Document section ::

As a precursor of oil painting, tempera is one of the most durable painting techniques - and one of the most interesting. In a narrower sense, tempera refers to paints that do not consist of purely fat-soluble or water-soluble substances, but form an emulsion of both - a "mixture" that is not complete, but rather results from the finest droplet formation of one of the two components.
History of tempera painting
Traditionally, the technique is known mainly from Orthodox icon painting, which still requires this technique today. It was also used very frequently in early and high medieval panel paintings in Central and Western Europe, but was increasingly displaced by oil painting after it was invented in the late Middle Ages (which simply omitted all aqueous components and the emulsifier). However, there are also many works that combined both techniques - for example, for different components of the picture; or for an underpainting in tempera with the upper layers in oil. The latter is known, for example, from Peter Paul Rubens.
Since the invention of acrylic pain ts, tempera painting has increasingly lost its importance and is now practiced only by a few artists.
Components and production
In addition to pigments, tempera paint consists of at least one fatty and one aqueous binder - the former is traditionally often linseed oil, the latter can be, for example, organic glues, gum arabic or cellulose glues. For the two components to combine, there must also be a kind of "mediator," the emulsifier - a substance that enables the finest droplets to form. In the case of egg tempera, this is the lecithin contained in the egg yolk; in the case of casein tempera, it is protein obtained from milk, which is broken down by means of an alkaline substance and then mixed with vegetable oil and pigment sump.
Some blends also simply use pure water as the aqueous component; in this case, only the oil and, if necessary, the emulsifier have binding power, the water acting as a medium for the pigment to increase the color volume or to liquefy the color.
Since the color spoils extremely quickly, it must always be mixed fresh. A very simple method is to crack an egg into a screw-top jar and then add equal parts by volume of water and linseed oil. By shaking, the ingredients combine to form a relatively liquid emulsion, which can be mixed with small amounts of pigment on a palette using a brush.
Properties and opacity
The paint can be applied either opaque or glazed. Especially on the traditional absorbent chalk or plaster grounds, each brushstroke "stands" immediately and unchangeably after application - this makes corrections as difficult to impossible as smooth color transitions. In icon painting, a technique has been developed to approach the latter visually through the finest strokes of many tiny brushstrokes using several closely spaced hues. In any case, the proper application of tempera requires a great deal of experience and craftsmanship.Tempera, once thoroughly dry, is waterproof due to its oily components and can only be dissolved again with turpentine substitute, alcohol or similar.
Application of tempera colors
Tempera can develop extremely high surface tension as it dries, making it unsuitable for canvas and traditionally used on boards. It is also possible to work on very strong watercolor paper that is still firmly attached to the paper block by gluing or attached to a painting board with adhesive tacks. The strong tension also explains why large canvas formats only became possible after the invention of oil paint.

Activity ::
Copy the section of the tempera painting text that begins with the words "Properties and opacity" and ends after the words "alcohol or similar.".

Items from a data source
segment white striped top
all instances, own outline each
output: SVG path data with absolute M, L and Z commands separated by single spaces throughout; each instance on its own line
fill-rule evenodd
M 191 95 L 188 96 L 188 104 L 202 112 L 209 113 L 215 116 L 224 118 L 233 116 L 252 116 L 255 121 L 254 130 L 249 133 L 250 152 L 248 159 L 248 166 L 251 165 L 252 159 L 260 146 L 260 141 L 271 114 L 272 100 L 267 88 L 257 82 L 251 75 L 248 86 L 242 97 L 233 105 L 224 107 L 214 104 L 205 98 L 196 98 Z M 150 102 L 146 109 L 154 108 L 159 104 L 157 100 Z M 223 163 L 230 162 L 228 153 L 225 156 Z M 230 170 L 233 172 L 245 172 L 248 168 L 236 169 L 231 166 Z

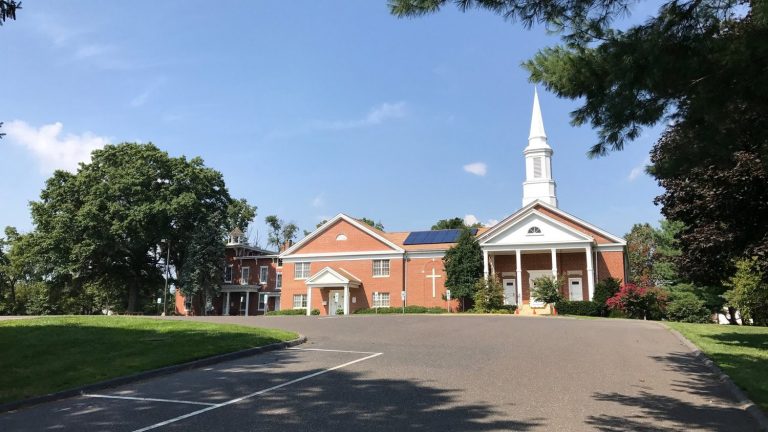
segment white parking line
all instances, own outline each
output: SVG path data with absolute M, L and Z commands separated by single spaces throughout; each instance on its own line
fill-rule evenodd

Solution for this task ::
Properties and opacity
The paint can be applied either opaque or glazed. Especially on the traditional absorbent chalk or plaster grounds, each brushstroke "stands" immediately and unchangeably after application - this makes corrections as difficult to impossible as smooth color transitions. In icon painting, a technique has been developed to approach the latter visually through the finest strokes of many tiny brushstrokes using several closely spaced hues. In any case, the proper application of tempera requires a great deal of experience and craftsmanship.Tempera, once thoroughly dry, is waterproof due to its oily components and can only be dissolved again with turpentine substitute, alcohol or similar.